### Exercise requirements:
Return every row below verbatim, omitting the pictures.

### Given data:

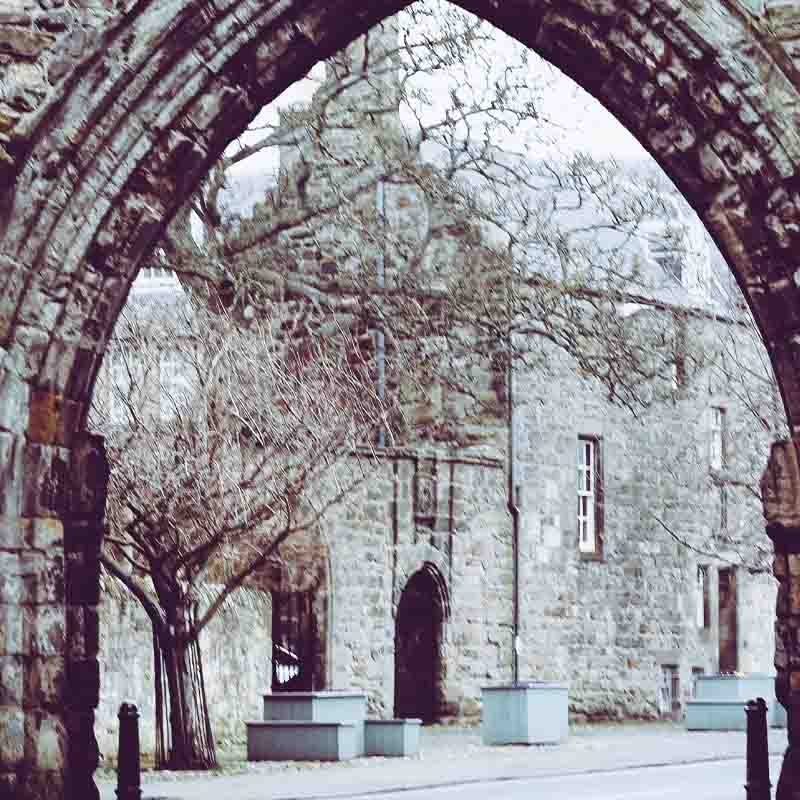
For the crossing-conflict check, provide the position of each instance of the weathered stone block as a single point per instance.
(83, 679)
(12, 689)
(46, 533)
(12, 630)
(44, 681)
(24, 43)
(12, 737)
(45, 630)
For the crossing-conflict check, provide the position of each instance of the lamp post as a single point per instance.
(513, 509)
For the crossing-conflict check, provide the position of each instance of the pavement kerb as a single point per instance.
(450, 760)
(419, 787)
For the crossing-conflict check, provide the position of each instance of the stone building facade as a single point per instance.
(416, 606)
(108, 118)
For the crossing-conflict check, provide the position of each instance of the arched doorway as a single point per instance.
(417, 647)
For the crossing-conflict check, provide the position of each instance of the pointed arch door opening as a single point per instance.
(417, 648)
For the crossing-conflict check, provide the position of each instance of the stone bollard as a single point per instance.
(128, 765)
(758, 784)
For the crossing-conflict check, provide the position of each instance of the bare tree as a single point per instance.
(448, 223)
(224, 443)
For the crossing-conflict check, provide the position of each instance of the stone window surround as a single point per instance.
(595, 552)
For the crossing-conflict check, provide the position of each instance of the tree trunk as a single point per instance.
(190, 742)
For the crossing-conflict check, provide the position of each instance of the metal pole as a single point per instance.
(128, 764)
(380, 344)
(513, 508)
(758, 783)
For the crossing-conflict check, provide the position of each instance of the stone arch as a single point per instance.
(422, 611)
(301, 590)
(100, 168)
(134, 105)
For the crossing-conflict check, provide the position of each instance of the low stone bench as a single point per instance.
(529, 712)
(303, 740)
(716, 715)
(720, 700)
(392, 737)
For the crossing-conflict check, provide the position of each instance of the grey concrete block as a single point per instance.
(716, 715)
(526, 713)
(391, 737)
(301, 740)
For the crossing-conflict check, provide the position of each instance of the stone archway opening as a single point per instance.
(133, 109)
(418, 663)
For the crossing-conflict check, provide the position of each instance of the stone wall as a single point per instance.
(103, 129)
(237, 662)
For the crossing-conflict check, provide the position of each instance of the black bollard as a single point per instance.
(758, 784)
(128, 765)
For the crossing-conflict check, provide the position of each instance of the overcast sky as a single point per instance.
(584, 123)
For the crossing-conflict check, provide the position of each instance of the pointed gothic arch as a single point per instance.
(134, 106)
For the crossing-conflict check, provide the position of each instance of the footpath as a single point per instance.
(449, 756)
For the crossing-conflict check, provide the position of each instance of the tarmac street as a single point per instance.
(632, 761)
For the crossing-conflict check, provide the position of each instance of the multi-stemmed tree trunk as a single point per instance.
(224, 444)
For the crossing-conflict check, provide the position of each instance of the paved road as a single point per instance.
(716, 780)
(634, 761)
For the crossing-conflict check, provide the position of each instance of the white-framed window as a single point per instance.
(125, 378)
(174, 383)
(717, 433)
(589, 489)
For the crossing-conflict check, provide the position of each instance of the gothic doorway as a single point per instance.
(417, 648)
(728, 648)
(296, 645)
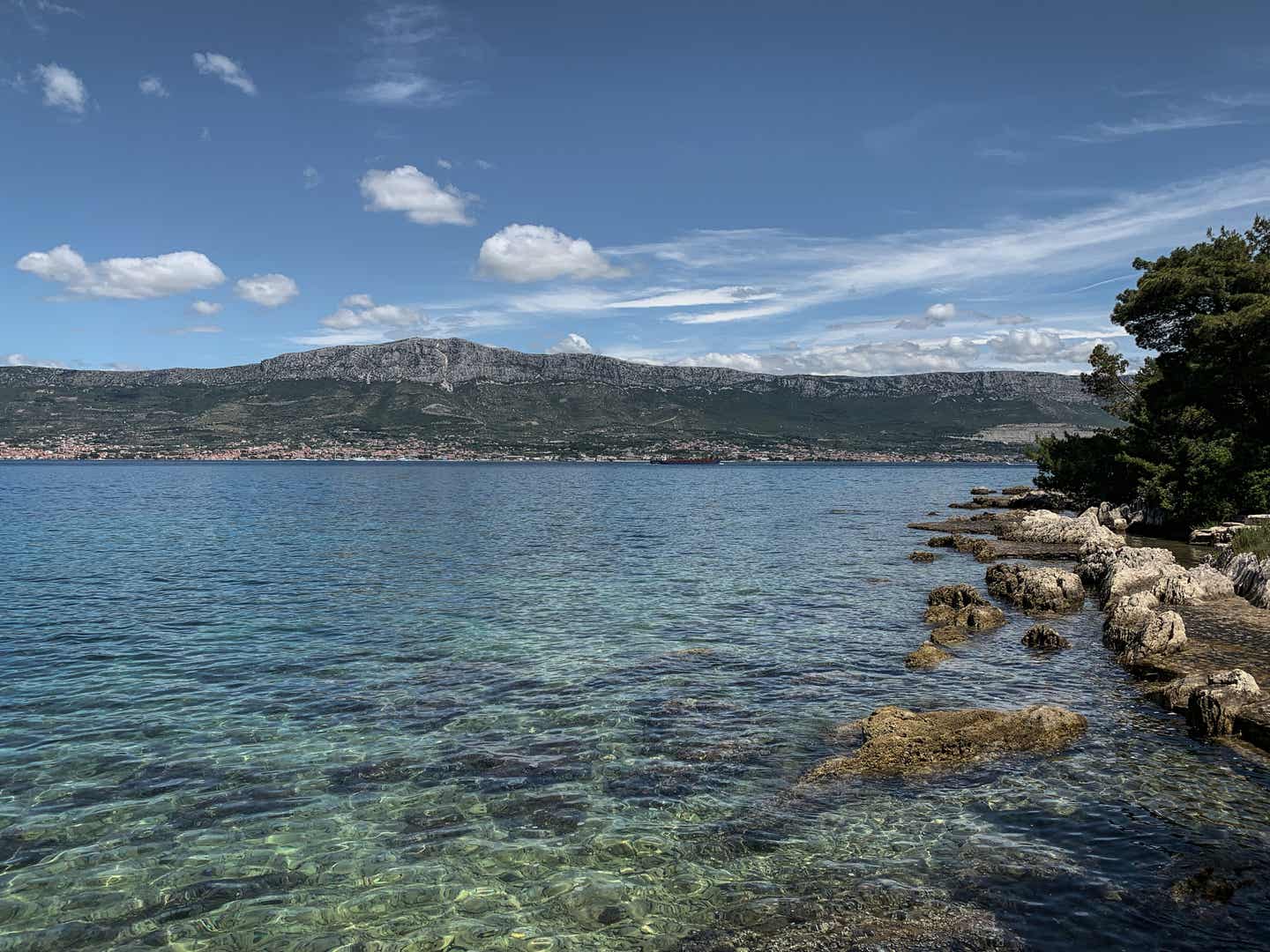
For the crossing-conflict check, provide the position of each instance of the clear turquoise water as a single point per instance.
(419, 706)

### Correct response:
For the crossing-conflict check, provide the position of each instance of the weathered stone block as a single point per instance.
(83, 679)
(12, 689)
(46, 533)
(12, 630)
(44, 681)
(24, 43)
(12, 737)
(45, 630)
For the crossing-conflict check, provide the position of each instance of the lamp post as a single point per instance.
(513, 509)
For the crossing-conflict check, provide the position of each instance of the pavement kerb as a single point per instance.
(450, 760)
(419, 787)
For the crossing-conflict check, provide the position of each instance of the stone building facade as a single point per instance.
(416, 606)
(108, 118)
For the crossing-conflict check, provide the position of each instance of the arched doorway as a single point per instance.
(417, 647)
For the crossing-conflict check, provide the position of each instance of the pointed arch door opening as a single point per instance.
(417, 648)
For the crossing-conflict check, provide the position of each instance of the stone bollard as a single point per instance.
(128, 765)
(758, 784)
For the crossing-conflict check, provide the position of each instance of the bare tree as a single point per instance.
(448, 223)
(224, 443)
For the crossing-conflict check, provide the position of each instance of the stone window surround as a single point per instance.
(595, 552)
For the crossing-conflict check, provide the position of each instance of the tree trunk as a single point per instance.
(190, 742)
For the crossing-conflict check, provide the position of each instance of the metal pole as a single point per instance.
(128, 764)
(380, 344)
(513, 508)
(758, 783)
For the crossing-conflict check, provide the position of each instance of the stone arch as a single point per instance.
(422, 611)
(301, 590)
(100, 168)
(134, 105)
For the crossing-conflict check, provide the position of each instance of the low stone bench as a single point per instance.
(529, 712)
(303, 740)
(716, 715)
(720, 700)
(392, 737)
For the crossing-conflict check, provide the position of each instance of the grey concrete block as a single point per instance.
(716, 715)
(526, 713)
(391, 737)
(301, 740)
For the crossing-conflict check, provide the position of each instance of the stone archway opening as a single point per instance.
(133, 109)
(418, 663)
For the crossing-conflict check, provide the position of each instance of the stone wall as a single point per instance.
(103, 129)
(237, 662)
For the crossing-conflict check, provide the position of each instance of the black bollard as a single point per instance.
(758, 784)
(128, 765)
For the crossing-conflict check, provide the position of each instance of the overcast sky as a single point per instance.
(584, 123)
For the crossing-conflict check, provide the position of each instance of the pointed gothic arch as a single point per instance.
(134, 106)
For the crossing-conflict check, provide the position of each instance of the footpath as a single point per instance.
(449, 756)
For the crossing-conflict check, provide the position of each instance of the tarmac street as a single point per instance.
(632, 761)
For the crossing-conflict check, provide the position of each instance of the multi-stemmed tree trunk as a single point per instance.
(224, 444)
For the crossing-conflict check, provide the position of each instance of the paved road as a single point per instance.
(716, 780)
(634, 761)
For the crossing-conflict check, provide the position of each instance of the white-framed window as a single point per instance.
(125, 378)
(174, 383)
(717, 433)
(589, 489)
For the crossing-conflict check, provide the position of each instance of the gothic doorway as a single point per instance.
(417, 648)
(728, 648)
(296, 645)
For the crossing-conflict check, provide the position of each instance of the clear turquoise water as a single point per instance.
(419, 706)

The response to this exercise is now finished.